- _TO DO_
Continue the news report on the felling of old trees along Gangapur Road in Nashik, picking up after its last sentence.

Nashik, April 13: There is a particular sound that a hundred-year-old banyan tree makes when it falls. People who were on Gangapur Road in the early hours of April 5 will probably not forget it. By the time the sun came up, the chainsaws were already running, JCB excavators had their arms raised, and a stretch of road that had been shaded by ancient trees for as long as most Nashik residents can remember was suddenly, violently, open to the sky.
What followed was not just a protest. It was grief.
Women wrapped themselves around trunks. Young men sat down in front of the machinery. Videos flooded every WhatsApp group in the city, one after another, trees toppling, branches crashing, decades of growth gone in minutes. By nightfall, what had been a slow civic dispute about Simhastha Kumbh Mela infrastructure had become something much more raw and harder to contain.
The Idea That Started It All
Go back a few months, and the issue looks almost manageable on paper. The Nashik Municipal Corporation needed space. Lots of it. The Simhastha Kumbh Mela is not a small gathering. The 2027 edition, which officially kicks off on October 31, 2026, and runs until July 24, 2028, is expected to draw a staggering number of pilgrims to the banks of the Godavari. To house the saints and religious orders who anchor the mela, the NMC was planning a Sadhu Gram in Tapovan, the kind of temporary township that becomes a city within a city during these events.

- _INFORMATION SHOWN_

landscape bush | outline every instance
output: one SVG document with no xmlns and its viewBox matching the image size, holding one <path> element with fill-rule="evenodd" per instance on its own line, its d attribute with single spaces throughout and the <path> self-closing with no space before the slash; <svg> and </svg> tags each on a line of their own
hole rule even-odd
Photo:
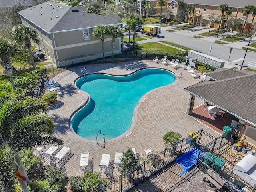
<svg viewBox="0 0 256 192">
<path fill-rule="evenodd" d="M 51 105 L 56 101 L 57 93 L 53 91 L 46 93 L 42 97 L 41 99 L 46 102 L 48 105 Z"/>
</svg>

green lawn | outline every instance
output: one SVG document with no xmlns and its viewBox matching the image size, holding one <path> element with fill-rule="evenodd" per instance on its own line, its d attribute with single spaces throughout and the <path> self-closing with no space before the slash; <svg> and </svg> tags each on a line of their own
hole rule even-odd
<svg viewBox="0 0 256 192">
<path fill-rule="evenodd" d="M 135 41 L 143 41 L 143 40 L 146 40 L 146 39 L 144 38 L 142 38 L 142 37 L 137 37 L 136 38 L 135 38 Z M 124 40 L 128 42 L 129 41 L 129 38 L 124 38 Z M 133 37 L 131 37 L 131 41 L 133 41 Z"/>
<path fill-rule="evenodd" d="M 195 38 L 197 38 L 198 39 L 202 39 L 202 38 L 204 38 L 204 37 L 201 37 L 201 36 L 198 36 L 197 35 L 194 35 L 194 37 Z"/>
<path fill-rule="evenodd" d="M 224 45 L 225 44 L 228 44 L 227 43 L 225 43 L 224 42 L 222 42 L 220 41 L 214 41 L 214 43 L 218 43 L 219 44 L 221 44 L 222 45 Z"/>
<path fill-rule="evenodd" d="M 152 36 L 149 36 L 149 35 L 144 35 L 142 37 L 146 37 L 147 38 L 148 38 L 149 39 L 152 39 L 154 38 L 154 37 Z"/>
<path fill-rule="evenodd" d="M 159 50 L 170 51 L 172 52 L 178 52 L 181 51 L 178 49 L 163 45 L 156 42 L 150 42 L 148 43 L 140 44 L 140 46 L 143 50 Z"/>
</svg>

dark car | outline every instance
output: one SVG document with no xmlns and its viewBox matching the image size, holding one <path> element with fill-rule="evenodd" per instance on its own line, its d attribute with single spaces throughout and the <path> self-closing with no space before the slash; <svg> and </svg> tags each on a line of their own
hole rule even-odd
<svg viewBox="0 0 256 192">
<path fill-rule="evenodd" d="M 172 21 L 172 20 L 171 19 L 169 19 L 169 18 L 167 19 L 167 23 L 171 21 Z M 161 19 L 161 22 L 162 23 L 166 23 L 166 18 L 162 18 L 162 19 Z"/>
</svg>

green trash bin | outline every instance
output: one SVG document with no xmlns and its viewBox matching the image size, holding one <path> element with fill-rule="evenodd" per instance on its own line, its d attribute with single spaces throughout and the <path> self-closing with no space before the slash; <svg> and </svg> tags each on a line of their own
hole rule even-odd
<svg viewBox="0 0 256 192">
<path fill-rule="evenodd" d="M 221 168 L 223 166 L 226 162 L 224 160 L 219 157 L 216 158 L 213 162 L 212 169 L 217 173 L 219 174 L 221 170 Z"/>
<path fill-rule="evenodd" d="M 216 158 L 216 156 L 209 152 L 204 157 L 204 163 L 211 168 Z"/>
<path fill-rule="evenodd" d="M 224 138 L 226 139 L 228 141 L 231 139 L 231 134 L 232 129 L 228 126 L 225 126 L 223 127 L 223 133 L 222 136 Z"/>
</svg>

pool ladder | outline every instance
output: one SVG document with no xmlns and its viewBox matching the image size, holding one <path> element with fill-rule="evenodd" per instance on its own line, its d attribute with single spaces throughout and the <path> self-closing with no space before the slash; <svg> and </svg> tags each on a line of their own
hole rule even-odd
<svg viewBox="0 0 256 192">
<path fill-rule="evenodd" d="M 89 78 L 89 76 L 88 75 L 89 74 L 88 74 L 88 72 L 87 72 L 87 71 L 85 68 L 84 68 L 84 70 L 83 70 L 83 69 L 81 69 L 81 73 L 82 73 L 84 76 L 84 78 L 86 80 L 87 80 Z"/>
<path fill-rule="evenodd" d="M 98 143 L 98 133 L 99 133 L 99 132 L 100 132 L 100 134 L 101 134 L 103 136 L 103 138 L 104 139 L 104 147 L 103 146 L 102 146 L 101 145 L 100 145 Z M 105 147 L 106 146 L 106 139 L 105 139 L 105 136 L 104 136 L 104 134 L 102 134 L 102 133 L 101 133 L 101 130 L 100 130 L 99 131 L 98 131 L 97 132 L 97 135 L 96 135 L 96 141 L 97 141 L 97 144 L 99 145 L 101 147 L 103 147 L 103 148 L 105 148 Z"/>
</svg>

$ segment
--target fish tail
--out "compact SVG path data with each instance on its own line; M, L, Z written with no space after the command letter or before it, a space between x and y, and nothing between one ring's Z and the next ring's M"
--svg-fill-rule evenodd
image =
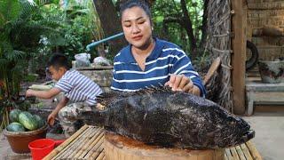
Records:
M241 138L240 143L245 143L255 137L256 132L253 130L248 130L244 133L244 135Z

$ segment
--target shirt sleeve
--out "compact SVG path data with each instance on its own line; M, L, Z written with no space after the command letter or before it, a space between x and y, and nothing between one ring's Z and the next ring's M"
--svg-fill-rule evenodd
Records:
M59 88L59 90L61 90L65 93L69 92L71 91L71 89L73 88L70 82L65 77L62 77L61 79L59 79L59 81L58 83L56 83L54 87Z
M185 76L188 76L193 81L193 84L200 89L201 96L205 97L205 87L199 74L194 70L189 57L180 49L174 51L173 54L177 55L178 59L173 60L171 74L185 75Z

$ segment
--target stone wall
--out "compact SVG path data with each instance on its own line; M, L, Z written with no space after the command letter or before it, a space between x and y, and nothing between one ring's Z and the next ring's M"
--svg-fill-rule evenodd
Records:
M81 74L90 77L102 88L104 92L109 92L113 79L113 68L101 67L99 68L76 68Z
M247 0L248 40L258 49L259 59L273 60L284 56L284 32L280 36L264 34L264 28L272 27L284 30L283 0Z

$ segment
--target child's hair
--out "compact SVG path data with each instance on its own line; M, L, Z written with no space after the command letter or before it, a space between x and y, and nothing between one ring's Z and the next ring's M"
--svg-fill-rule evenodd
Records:
M49 60L47 63L47 67L52 66L56 69L59 68L65 68L66 69L69 69L69 64L67 58L61 53L54 53L52 57Z
M141 8L149 17L151 24L152 24L152 16L149 5L146 0L129 0L122 3L120 6L120 15L122 17L122 13L126 9L130 9L132 7L139 7Z

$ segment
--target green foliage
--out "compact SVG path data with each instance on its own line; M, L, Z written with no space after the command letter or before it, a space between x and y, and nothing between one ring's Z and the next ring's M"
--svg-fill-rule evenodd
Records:
M24 76L23 81L24 82L35 82L37 78L38 75L36 74L28 74Z
M201 38L203 0L187 0L186 7L193 23L194 36L199 43ZM176 20L169 23L163 21L165 19L183 20L180 1L156 0L152 7L152 16L155 35L178 44L186 52L190 52L189 42L191 39L189 39L184 27Z
M1 128L8 124L10 102L18 96L25 69L20 66L37 52L42 36L57 39L59 23L43 19L45 1L0 0L0 106ZM8 101L8 103L7 103ZM9 102L10 101L10 102Z

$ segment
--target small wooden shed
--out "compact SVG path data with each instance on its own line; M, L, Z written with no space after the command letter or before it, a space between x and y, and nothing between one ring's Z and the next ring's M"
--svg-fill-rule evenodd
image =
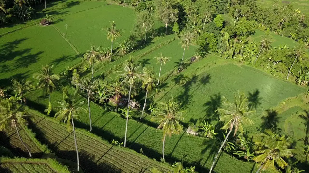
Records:
M40 22L40 25L41 25L43 26L46 26L49 24L49 22L48 21L46 20L45 19L43 19Z

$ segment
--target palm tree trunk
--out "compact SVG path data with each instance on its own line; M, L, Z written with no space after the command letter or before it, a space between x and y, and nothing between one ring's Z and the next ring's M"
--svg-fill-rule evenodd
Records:
M296 28L296 31L297 31L297 30L298 29L298 27L299 27L299 25L300 24L300 22L301 22L301 21L302 21L301 20L300 20L300 21L299 21L299 23L298 23L298 26L297 26L297 28Z
M161 65L160 66L160 71L159 72L159 77L158 78L158 83L157 84L157 85L159 84L159 82L160 81L160 75L161 74L161 68L162 68L162 62L161 62Z
M91 78L93 78L93 66L94 65L94 63L93 62L92 62L92 76L91 76Z
M180 67L179 67L179 70L178 70L178 72L180 71L180 69L181 69L181 64L182 64L182 60L184 59L184 50L186 50L186 47L185 47L184 49L184 53L182 54L182 58L181 59L181 62L180 63Z
M130 86L129 90L129 98L128 100L128 111L127 111L127 121L125 123L125 144L123 146L125 147L125 142L127 140L127 131L128 130L128 121L129 119L129 107L130 106L130 95L131 95L131 86Z
M232 132L232 131L233 130L233 127L234 126L234 124L235 123L235 119L234 120L234 121L233 122L233 123L231 125L231 128L230 128L230 131L229 131L229 132L227 133L227 135L226 135L226 137L225 137L225 139L224 139L224 140L223 141L223 142L222 143L222 144L221 145L221 147L220 147L220 148L219 149L219 151L218 151L218 152L217 153L217 154L216 155L216 156L215 156L214 158L214 161L213 162L212 165L211 167L210 167L210 170L209 170L209 173L211 172L211 171L214 168L215 163L216 163L216 160L217 159L217 158L218 157L219 154L220 153L220 152L221 151L221 150L222 149L222 148L223 147L223 146L224 146L224 144L225 144L225 143L226 142L227 138L229 137L229 135L230 135L230 134L231 134L231 132Z
M262 49L263 48L263 46L262 46L262 47L261 47L261 49L260 50L260 51L259 52L259 53L257 54L257 55L256 56L256 58L255 58L255 60L254 60L254 63L253 63L253 65L255 64L255 63L256 62L256 60L257 59L257 58L259 57L259 55L260 55L260 54L261 53L261 52L262 51Z
M75 143L75 148L76 150L76 156L77 157L77 172L79 171L79 158L78 155L78 149L77 148L77 143L76 142L76 136L75 134L75 127L74 127L74 121L73 120L73 117L71 117L71 119L72 121L72 126L73 126L73 134L74 135L74 142Z
M147 34L147 30L146 30L146 32L145 32L145 41L144 42L144 44L145 44L145 43L146 42L146 36Z
M294 60L294 61L293 62L293 63L292 64L292 65L291 66L291 68L290 68L290 70L289 70L289 73L288 73L288 76L286 76L286 80L288 80L289 78L289 76L290 76L290 74L291 73L291 71L292 70L292 67L293 67L293 65L294 65L294 63L295 63L295 61L296 61L296 59L297 59L297 57L298 56L298 55L296 55L296 57L295 58L295 59Z
M20 6L21 8L21 15L22 17L23 18L23 5L22 4L21 6Z
M206 18L205 18L205 21L204 21L204 24L203 25L203 33L204 32L204 26L205 26L205 23L206 22Z
M26 148L26 149L28 151L28 152L29 153L29 157L32 157L32 155L31 155L31 153L30 152L30 150L29 150L29 149L28 148L28 147L27 147L25 143L23 143L23 140L21 139L21 138L20 137L20 136L19 134L19 131L18 131L18 128L17 128L17 126L16 126L16 123L14 122L14 126L15 127L15 129L16 129L16 132L17 132L17 135L18 136L18 138L19 139L19 140L20 140L20 142L21 142L21 143L23 144L23 145Z
M167 34L167 24L165 24L165 36Z
M91 125L91 114L90 113L90 103L89 101L89 91L87 90L87 96L88 98L88 112L89 112L89 121L90 122L90 132L92 130Z
M163 137L163 145L162 147L162 154L163 155L162 158L163 160L165 160L164 159L164 145L165 144L165 137L166 137L166 134L164 134L164 136Z
M113 42L114 40L112 40L112 46L111 47L111 59L110 61L112 61L112 54L113 52Z
M263 166L263 164L262 164L261 165L261 166L259 168L259 169L257 170L257 171L256 171L256 172L255 173L259 173L259 172L260 172L260 171L261 170L261 169L262 169L262 167Z
M146 90L146 97L145 97L145 102L144 103L144 107L143 107L143 111L142 111L142 115L141 116L141 118L139 118L139 119L142 119L142 117L143 117L143 114L144 114L144 110L145 109L145 107L146 107L146 102L147 100L147 94L148 94L148 87Z

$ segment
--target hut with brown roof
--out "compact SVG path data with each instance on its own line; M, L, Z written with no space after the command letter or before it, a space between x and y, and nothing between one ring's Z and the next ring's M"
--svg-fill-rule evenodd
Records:
M46 19L43 19L40 22L40 25L41 25L43 26L46 26L49 24L49 22Z

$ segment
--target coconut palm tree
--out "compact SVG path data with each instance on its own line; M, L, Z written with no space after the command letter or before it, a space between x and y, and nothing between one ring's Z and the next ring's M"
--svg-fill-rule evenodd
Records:
M21 8L22 18L23 20L24 20L23 12L23 6L24 4L28 3L28 1L27 0L15 0L15 4L18 4Z
M138 70L141 67L141 64L136 65L134 64L133 59L130 58L127 60L124 65L124 71L120 72L122 77L122 82L129 86L129 99L128 100L128 111L127 112L127 120L125 123L125 143L123 146L125 147L127 138L127 131L128 130L128 121L129 119L129 109L130 107L130 97L131 95L131 89L134 87L136 80L141 77L140 73Z
M152 118L157 121L160 125L157 129L162 129L163 131L163 144L162 147L162 158L164 158L164 145L167 135L170 137L173 134L179 134L182 131L183 127L179 124L179 121L183 120L182 112L179 111L180 104L173 98L169 100L166 103L161 103L158 111Z
M24 111L23 105L18 104L18 101L21 100L20 97L12 96L9 98L1 100L0 101L0 131L5 130L10 126L15 127L17 135L22 144L29 153L29 157L32 156L30 150L25 144L20 136L17 127L17 124L23 126L25 125L25 117L28 115Z
M296 39L296 36L298 35L297 34L293 33L290 33L290 35L291 35L291 38L293 40Z
M104 29L104 28L103 28ZM113 42L116 39L116 38L119 36L121 36L120 34L120 30L116 29L116 24L113 21L111 23L111 27L107 28L106 29L107 31L107 39L109 39L111 38L111 41L112 41L112 47L111 48L111 56L110 61L112 61L112 54L113 50Z
M256 58L255 58L253 64L255 64L256 62L256 60L257 59L257 58L260 55L260 54L261 53L261 52L262 50L263 51L267 51L270 48L270 43L271 42L271 40L269 38L269 34L268 31L266 31L265 32L264 35L261 38L260 42L261 43L261 49L260 50L260 51L257 54L257 55L256 56Z
M162 55L162 53L160 53L160 56L156 56L154 58L157 59L157 63L160 63L161 65L160 66L160 71L159 72L159 77L158 78L158 83L157 85L159 84L159 82L160 81L160 75L161 74L161 69L162 68L162 63L164 64L164 65L165 65L166 62L169 61L170 57L163 57Z
M182 58L181 58L181 62L180 63L179 70L178 70L178 73L180 71L180 70L181 69L181 65L182 64L182 61L184 59L184 51L186 50L186 48L187 48L188 49L189 49L189 45L192 43L191 40L193 38L193 35L192 33L188 32L185 34L182 33L180 36L180 38L181 38L180 43L182 44L181 45L181 47L184 48L184 53L182 54Z
M153 68L147 68L144 67L143 68L142 84L142 87L144 89L146 89L146 95L145 96L145 102L144 103L144 107L143 107L143 110L142 111L142 115L139 119L142 119L144 114L144 110L146 107L146 103L147 100L147 95L148 91L150 91L154 87L155 87L154 84L154 80L155 80L155 74L154 73Z
M117 107L118 106L118 96L120 94L124 94L125 93L125 87L123 84L119 81L119 79L116 76L116 78L112 80L110 83L106 81L107 82L107 88L108 91L112 95L116 96L115 101L116 106L115 108L115 112L117 112Z
M23 95L34 88L34 86L31 84L30 81L26 81L24 79L23 79L21 81L13 79L11 81L12 86L10 88L15 93L15 96L23 98L20 101L20 103L23 103L23 100L25 100Z
M305 157L306 158L305 163L307 163L308 155L309 155L309 145L302 145L301 147L304 148L304 150L303 150L303 151L304 154L305 154Z
M50 104L50 93L56 89L56 82L60 78L57 74L53 74L52 69L53 66L49 66L48 64L44 66L42 66L40 72L33 74L33 78L39 80L37 87L43 88L48 94Z
M55 117L58 120L63 121L66 124L68 129L71 129L71 126L73 128L77 159L77 171L78 172L79 171L79 159L75 134L74 119L78 119L78 116L82 111L84 111L86 113L86 110L81 107L85 101L77 102L77 100L74 97L74 95L70 94L67 88L65 87L62 88L62 91L63 99L57 100L57 101L60 106L54 108L56 110L58 110L58 111L55 114Z
M87 50L86 53L84 54L84 57L87 59L89 62L89 64L92 65L91 78L93 78L93 66L95 62L99 61L101 59L100 57L100 47L99 47L96 49L95 48L93 45L91 46L91 50Z
M253 158L256 162L260 162L260 166L256 171L258 173L261 169L275 169L275 163L281 168L288 164L283 158L293 156L294 150L289 149L293 143L292 139L285 136L280 136L269 129L261 134L261 141L255 143L260 150L254 152L259 154Z
M92 130L91 123L91 113L90 112L90 102L89 99L90 96L94 94L92 91L95 88L95 81L92 81L89 78L86 78L82 81L80 83L75 85L80 88L87 91L87 97L88 99L88 112L89 114L89 121L90 123L90 132Z
M286 76L287 80L289 79L289 76L291 73L292 67L293 67L293 66L294 65L294 63L295 63L296 60L298 58L301 58L302 57L305 55L306 53L306 51L305 49L305 45L304 43L302 40L300 40L298 42L298 43L299 44L296 45L294 47L293 50L295 54L296 55L296 57L295 57L295 59L294 59L294 61L293 62L293 63L292 63L292 65L291 66L291 67L290 68L290 70L289 70L288 75Z
M220 114L220 121L224 123L224 125L221 129L227 131L228 129L229 129L230 130L220 147L218 152L215 156L212 165L209 171L209 173L211 172L217 158L233 129L234 130L234 136L235 136L237 131L240 131L241 133L243 133L243 124L248 125L254 123L253 121L247 117L255 112L255 111L249 111L249 100L245 96L244 93L239 92L237 93L234 93L234 101L233 103L229 101L225 97L222 97L222 105L225 107L225 109L219 108L216 111L216 112L218 112Z
M118 45L118 47L123 55L124 55L127 52L133 49L133 47L130 42L126 40L125 40L121 42L117 42L116 43Z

- _FINAL RESULT_
The scale of ambition was significant. The Sadhugram area, which covered around 350 acres during the 2015 Kumbh, was being expanded to nearly 1,200 acres this time. The number of sadhus expected had jumped from 2.5 lakh to an estimated 10 lakh. Maharashtra, watching what Prayagraj pulled off at the last Maha Kumbh, was not going to be outdone.
But the land chosen for this expansion was not empty. It was covered by trees. Hundreds of them. Some of them very, very old.
In November 2025, the NMC invited public objections to a proposal to remove over 1,700 trees from the Tapovan site. More than 600 people responded formally. Environmental groups filed 400 written objections. Around 1,670 trees had already been marked with yellow paint, roughly 40 percent of them earmarked for felling. That figure alone was enough to set off the first round of protests, the Chipko-style demonstrations where residents hugged trees in full public view and demanded the corporation look elsewhere.

The corporation did not look elsewhere.
What Nobody Mentions About September
Before the Tapovan row even became public, something else had already happened. Quietly, with barely a line of coverage, the NMC had cut down 1,273 trees in September and October 2025 to make way for new solid waste management systems. No dramatic announcements. No public consultation that activists were aware of. Just trees gone, and a city that did not quite notice until months later.
When this came to light, it changed the texture of the debate entirely. It was no longer about one site or one proposal. It was about a pattern, a civic body that treated tree-felling as an administrative detail rather than an ecological decision. That is the context in which Gangapur Road happened. That is why people were so angry so fast.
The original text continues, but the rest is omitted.